• **REQUIRED TASK**:
Rewrite every line of the items below as a numbered list, leaving out blank lines and omitting the pictures.

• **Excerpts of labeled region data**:
----------------------------------------
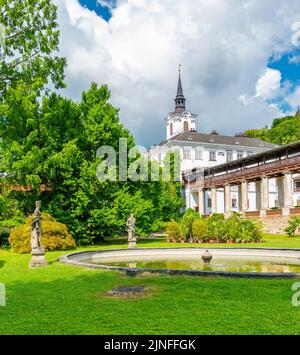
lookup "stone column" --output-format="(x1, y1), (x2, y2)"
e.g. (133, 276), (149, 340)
(261, 176), (269, 216)
(276, 176), (284, 207)
(198, 189), (205, 217)
(255, 181), (261, 211)
(283, 172), (293, 215)
(238, 184), (243, 212)
(211, 187), (218, 213)
(224, 185), (232, 218)
(241, 181), (248, 212)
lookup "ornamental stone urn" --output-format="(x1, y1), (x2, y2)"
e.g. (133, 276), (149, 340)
(202, 250), (212, 264)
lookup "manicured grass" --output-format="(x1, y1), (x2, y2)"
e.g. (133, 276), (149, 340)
(0, 236), (300, 334)
(102, 234), (300, 248)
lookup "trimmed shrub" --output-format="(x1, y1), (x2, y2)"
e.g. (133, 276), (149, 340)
(9, 213), (76, 254)
(207, 213), (225, 240)
(284, 216), (300, 237)
(166, 221), (181, 242)
(192, 218), (208, 241)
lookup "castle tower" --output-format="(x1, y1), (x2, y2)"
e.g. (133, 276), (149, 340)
(166, 65), (197, 139)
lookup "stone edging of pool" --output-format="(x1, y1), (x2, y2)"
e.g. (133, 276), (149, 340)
(57, 247), (300, 278)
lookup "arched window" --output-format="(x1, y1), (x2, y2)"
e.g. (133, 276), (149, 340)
(183, 121), (189, 132)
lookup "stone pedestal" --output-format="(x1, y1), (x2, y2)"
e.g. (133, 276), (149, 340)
(211, 187), (218, 213)
(198, 189), (205, 217)
(29, 247), (49, 268)
(224, 185), (232, 218)
(128, 238), (136, 249)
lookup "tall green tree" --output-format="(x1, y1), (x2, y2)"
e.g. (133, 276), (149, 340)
(0, 0), (66, 100)
(245, 112), (300, 145)
(0, 83), (183, 243)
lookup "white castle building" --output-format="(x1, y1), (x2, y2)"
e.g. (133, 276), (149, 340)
(148, 70), (300, 214)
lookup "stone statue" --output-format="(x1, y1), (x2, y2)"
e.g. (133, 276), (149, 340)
(126, 214), (135, 240)
(126, 214), (136, 248)
(29, 201), (48, 268)
(30, 201), (42, 251)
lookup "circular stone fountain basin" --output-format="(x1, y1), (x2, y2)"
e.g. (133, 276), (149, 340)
(59, 247), (300, 277)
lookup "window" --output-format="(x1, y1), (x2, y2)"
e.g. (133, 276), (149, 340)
(294, 181), (300, 192)
(183, 121), (189, 132)
(231, 198), (237, 208)
(227, 152), (232, 161)
(195, 149), (202, 160)
(183, 149), (191, 160)
(209, 152), (217, 161)
(207, 197), (211, 208)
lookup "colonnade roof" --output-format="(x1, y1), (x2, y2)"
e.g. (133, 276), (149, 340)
(205, 141), (300, 174)
(184, 141), (300, 179)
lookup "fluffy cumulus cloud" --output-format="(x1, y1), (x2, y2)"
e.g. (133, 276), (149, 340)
(56, 0), (300, 145)
(256, 68), (281, 100)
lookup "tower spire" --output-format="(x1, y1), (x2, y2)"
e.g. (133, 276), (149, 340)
(175, 64), (185, 111)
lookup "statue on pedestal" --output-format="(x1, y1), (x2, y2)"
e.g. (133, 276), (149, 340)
(29, 201), (48, 267)
(126, 214), (136, 248)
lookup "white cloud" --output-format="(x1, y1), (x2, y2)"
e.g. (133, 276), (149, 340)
(255, 68), (281, 100)
(56, 0), (300, 144)
(286, 86), (300, 110)
(289, 54), (300, 65)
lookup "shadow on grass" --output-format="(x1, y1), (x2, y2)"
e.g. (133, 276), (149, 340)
(0, 266), (300, 334)
(97, 237), (166, 246)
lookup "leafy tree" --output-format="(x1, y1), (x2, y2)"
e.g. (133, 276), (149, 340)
(0, 83), (183, 244)
(245, 112), (300, 145)
(0, 0), (66, 100)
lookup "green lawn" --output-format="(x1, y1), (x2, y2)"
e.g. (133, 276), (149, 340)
(0, 236), (300, 334)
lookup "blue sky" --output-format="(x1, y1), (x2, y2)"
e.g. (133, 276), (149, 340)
(55, 0), (300, 146)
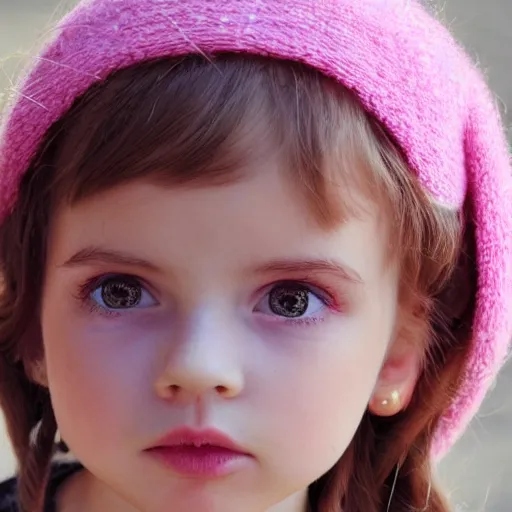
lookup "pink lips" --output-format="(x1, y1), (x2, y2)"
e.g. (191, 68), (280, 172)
(147, 428), (252, 478)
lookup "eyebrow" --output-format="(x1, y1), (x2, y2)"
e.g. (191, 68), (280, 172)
(250, 258), (364, 284)
(62, 246), (160, 272)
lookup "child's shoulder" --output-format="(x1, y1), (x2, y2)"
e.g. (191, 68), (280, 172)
(0, 462), (81, 512)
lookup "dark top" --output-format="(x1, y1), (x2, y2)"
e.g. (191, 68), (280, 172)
(0, 462), (82, 512)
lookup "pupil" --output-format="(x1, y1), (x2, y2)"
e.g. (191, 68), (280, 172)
(101, 279), (142, 309)
(268, 286), (309, 318)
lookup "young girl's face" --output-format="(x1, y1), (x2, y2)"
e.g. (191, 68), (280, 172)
(41, 156), (398, 512)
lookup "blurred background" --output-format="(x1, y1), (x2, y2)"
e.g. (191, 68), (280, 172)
(0, 0), (512, 512)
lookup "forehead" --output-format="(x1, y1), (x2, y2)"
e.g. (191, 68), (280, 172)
(49, 159), (386, 284)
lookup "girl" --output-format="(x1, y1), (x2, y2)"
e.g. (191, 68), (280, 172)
(0, 0), (512, 512)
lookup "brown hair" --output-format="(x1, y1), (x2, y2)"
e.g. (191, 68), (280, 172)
(0, 55), (474, 512)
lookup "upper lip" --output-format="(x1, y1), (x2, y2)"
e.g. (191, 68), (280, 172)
(147, 427), (247, 454)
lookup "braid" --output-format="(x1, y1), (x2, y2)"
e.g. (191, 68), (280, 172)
(18, 388), (57, 512)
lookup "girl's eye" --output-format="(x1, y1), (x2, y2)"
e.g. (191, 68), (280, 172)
(256, 282), (326, 318)
(90, 276), (156, 310)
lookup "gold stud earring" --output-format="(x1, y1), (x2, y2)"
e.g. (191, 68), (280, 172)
(380, 389), (401, 410)
(370, 390), (402, 416)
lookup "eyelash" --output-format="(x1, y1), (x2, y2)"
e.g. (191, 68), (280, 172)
(263, 277), (345, 327)
(76, 274), (344, 327)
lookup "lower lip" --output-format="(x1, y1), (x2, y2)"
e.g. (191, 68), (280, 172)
(148, 445), (251, 478)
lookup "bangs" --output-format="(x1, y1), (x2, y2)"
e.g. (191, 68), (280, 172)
(48, 55), (406, 229)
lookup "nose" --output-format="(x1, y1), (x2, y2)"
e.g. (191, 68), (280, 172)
(154, 311), (244, 402)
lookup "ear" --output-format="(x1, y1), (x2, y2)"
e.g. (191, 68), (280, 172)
(25, 357), (48, 388)
(368, 312), (425, 416)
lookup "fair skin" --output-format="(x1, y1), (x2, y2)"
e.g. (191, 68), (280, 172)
(36, 158), (418, 512)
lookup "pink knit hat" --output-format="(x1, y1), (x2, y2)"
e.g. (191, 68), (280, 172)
(0, 0), (512, 457)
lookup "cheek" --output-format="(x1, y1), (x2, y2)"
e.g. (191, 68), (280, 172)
----------------------------------------
• **OUTPUT BELOW**:
1. lookup "stone column" --output-format="(x1, y1), (x2, y2)"
2. e.g. (133, 276), (149, 340)
3. (261, 176), (269, 216)
4. (276, 176), (284, 207)
5. (198, 189), (205, 217)
6. (255, 181), (261, 211)
7. (283, 172), (293, 215)
8. (238, 184), (243, 212)
9. (211, 187), (218, 213)
10. (224, 185), (232, 218)
11. (241, 181), (248, 212)
12. lookup "ornamental stone urn" --output-format="(x1, y1), (x2, y2)"
13. e.g. (133, 276), (149, 340)
14. (202, 250), (212, 264)
15. lookup "manicured grass" --output-format="(x1, y1), (x2, y2)"
16. e.g. (133, 276), (149, 340)
17. (0, 236), (300, 334)
18. (102, 234), (300, 248)
19. lookup "trimmed shrub" --output-format="(x1, y1), (x2, y2)"
20. e.g. (133, 276), (149, 340)
21. (9, 213), (76, 254)
22. (207, 213), (225, 240)
23. (284, 216), (300, 237)
24. (166, 221), (181, 242)
25. (192, 218), (208, 241)
26. lookup "castle tower" --output-format="(x1, y1), (x2, y2)"
27. e.g. (133, 276), (149, 340)
28. (166, 65), (197, 139)
29. lookup "stone edging of pool" --output-format="(x1, y1), (x2, y2)"
30. e.g. (133, 276), (149, 340)
31. (57, 247), (300, 278)
32. lookup "arched window" --output-format="(x1, y1), (x2, y2)"
33. e.g. (133, 276), (149, 340)
34. (183, 121), (189, 132)
35. lookup "stone pedestal" --output-format="(x1, y1), (x2, y2)"
36. e.g. (133, 276), (149, 340)
37. (211, 187), (218, 213)
38. (198, 189), (205, 217)
39. (29, 247), (49, 268)
40. (224, 185), (232, 218)
41. (128, 238), (136, 249)
42. lookup "tall green tree" --output-format="(x1, y1), (x2, y2)"
43. e.g. (133, 276), (149, 340)
44. (0, 0), (66, 100)
45. (245, 112), (300, 145)
46. (0, 83), (183, 243)
47. lookup "white castle building" --output-format="(x1, y1), (x2, y2)"
48. e.g. (133, 276), (149, 340)
49. (148, 70), (300, 214)
50. lookup "stone statue" --output-format="(x1, y1), (x2, y2)"
51. e.g. (133, 276), (149, 340)
52. (126, 214), (135, 240)
53. (126, 214), (136, 248)
54. (29, 201), (48, 268)
55. (30, 201), (42, 251)
56. lookup "circular stone fountain basin" --output-format="(x1, y1), (x2, y2)"
57. e.g. (133, 276), (149, 340)
58. (59, 247), (300, 277)
59. lookup "window" --output-format="(x1, y1), (x2, y2)"
60. e.g. (133, 276), (149, 340)
61. (294, 181), (300, 192)
62. (183, 121), (189, 132)
63. (231, 198), (237, 208)
64. (227, 152), (232, 161)
65. (195, 149), (202, 160)
66. (183, 149), (191, 160)
67. (209, 152), (217, 161)
68. (207, 197), (211, 208)
69. lookup "colonnade roof" --output-format="(x1, y1), (x2, y2)"
70. e.g. (133, 276), (149, 340)
71. (205, 141), (300, 174)
72. (184, 141), (300, 179)
73. lookup "fluffy cumulus cloud" --output-format="(x1, y1), (x2, y2)"
74. e.g. (133, 276), (149, 340)
75. (56, 0), (300, 145)
76. (256, 68), (281, 100)
77. lookup "tower spire" --output-format="(x1, y1), (x2, y2)"
78. e.g. (133, 276), (149, 340)
79. (175, 64), (185, 111)
80. lookup "statue on pedestal" --output-format="(x1, y1), (x2, y2)"
81. e.g. (133, 276), (149, 340)
82. (29, 201), (48, 267)
83. (126, 214), (136, 248)
84. lookup "white cloud" --output-format="(x1, y1), (x2, y2)"
85. e.g. (133, 276), (149, 340)
86. (255, 68), (281, 100)
87. (56, 0), (300, 144)
88. (286, 86), (300, 110)
89. (289, 54), (300, 65)
90. lookup "shadow on grass" --output-format="(x1, y1), (x2, y2)"
91. e.g. (133, 276), (149, 340)
92. (0, 266), (300, 334)
93. (97, 237), (166, 246)
94. lookup "leafy tree" --output-format="(x1, y1), (x2, y2)"
95. e.g. (133, 276), (149, 340)
96. (0, 83), (183, 244)
97. (245, 112), (300, 145)
98. (0, 0), (66, 100)
99. lookup "green lawn" --output-format="(x1, y1), (x2, y2)"
100. e.g. (133, 276), (149, 340)
101. (0, 236), (300, 334)
102. lookup "blue sky" --output-format="(x1, y1), (x2, y2)"
103. e.g. (133, 276), (149, 340)
104. (55, 0), (300, 146)
105. lookup "pink lips" --output-format="(x1, y1), (x2, y2)"
106. e.g. (191, 68), (280, 172)
107. (147, 428), (252, 478)
108. lookup "eyebrow" --output-format="(x1, y1), (x2, y2)"
109. e.g. (191, 68), (280, 172)
110. (250, 258), (364, 284)
111. (62, 246), (160, 272)
112. lookup "child's shoulder" --output-format="(x1, y1), (x2, y2)"
113. e.g. (191, 68), (280, 172)
114. (0, 462), (81, 512)
115. lookup "dark top" --output-format="(x1, y1), (x2, y2)"
116. e.g. (191, 68), (280, 172)
117. (0, 462), (82, 512)
118. lookup "pupil" --output-format="(x1, y1), (x2, y2)"
119. e.g. (191, 68), (280, 172)
120. (101, 279), (142, 309)
121. (268, 286), (309, 318)
122. lookup "young girl's face" --output-format="(x1, y1), (x2, y2)"
123. e.g. (191, 68), (280, 172)
124. (41, 156), (398, 512)
125. lookup "blurred background" --output-format="(x1, y1), (x2, y2)"
126. e.g. (191, 68), (280, 172)
127. (0, 0), (512, 512)
128. lookup "forehead" --output-format="(x1, y1), (x2, y2)"
129. e.g. (191, 68), (280, 172)
130. (49, 159), (386, 284)
131. lookup "girl" --output-format="(x1, y1), (x2, y2)"
132. e.g. (191, 68), (280, 172)
133. (0, 0), (512, 512)
134. lookup "brown hair" --output-format="(x1, y1), (x2, y2)"
135. e.g. (191, 68), (280, 172)
136. (0, 55), (474, 512)
137. lookup "upper lip" --output-format="(x1, y1), (x2, y2)"
138. e.g. (191, 68), (280, 172)
139. (147, 427), (247, 454)
140. lookup "braid" --output-format="(x1, y1), (x2, y2)"
141. e.g. (191, 68), (280, 172)
142. (18, 388), (57, 512)
143. lookup "girl's eye" --output-format="(x1, y1), (x2, y2)"
144. e.g. (191, 68), (280, 172)
145. (256, 282), (326, 318)
146. (90, 276), (156, 310)
147. lookup "gold stud earring" --output-format="(x1, y1), (x2, y2)"
148. e.g. (191, 68), (280, 172)
149. (380, 389), (401, 410)
150. (370, 390), (402, 416)
151. lookup "eyelash" --output-format="(x1, y1), (x2, y2)"
152. e.g. (191, 68), (280, 172)
153. (263, 277), (345, 327)
154. (76, 274), (344, 327)
155. lookup "lower lip" --output-format="(x1, y1), (x2, y2)"
156. e.g. (191, 68), (280, 172)
157. (148, 445), (251, 478)
158. lookup "bangs" --output-format="(x1, y1), (x2, y2)"
159. e.g. (191, 68), (280, 172)
160. (48, 55), (406, 229)
161. lookup "nose" --output-format="(x1, y1), (x2, y2)"
162. e.g. (191, 68), (280, 172)
163. (154, 311), (244, 402)
164. lookup "ear" --output-format="(x1, y1), (x2, y2)"
165. e.g. (191, 68), (280, 172)
166. (25, 357), (48, 388)
167. (368, 312), (425, 416)
168. lookup "fair skin" --output-format="(x1, y1), (x2, y2)"
169. e.g. (191, 68), (280, 172)
170. (36, 158), (418, 512)
171. lookup "pink knit hat" --output-format="(x1, y1), (x2, y2)"
172. e.g. (191, 68), (280, 172)
173. (0, 0), (512, 457)
174. lookup "cheek" --output-format="(x1, y1), (x2, y2)"
175. e.g. (191, 68), (280, 172)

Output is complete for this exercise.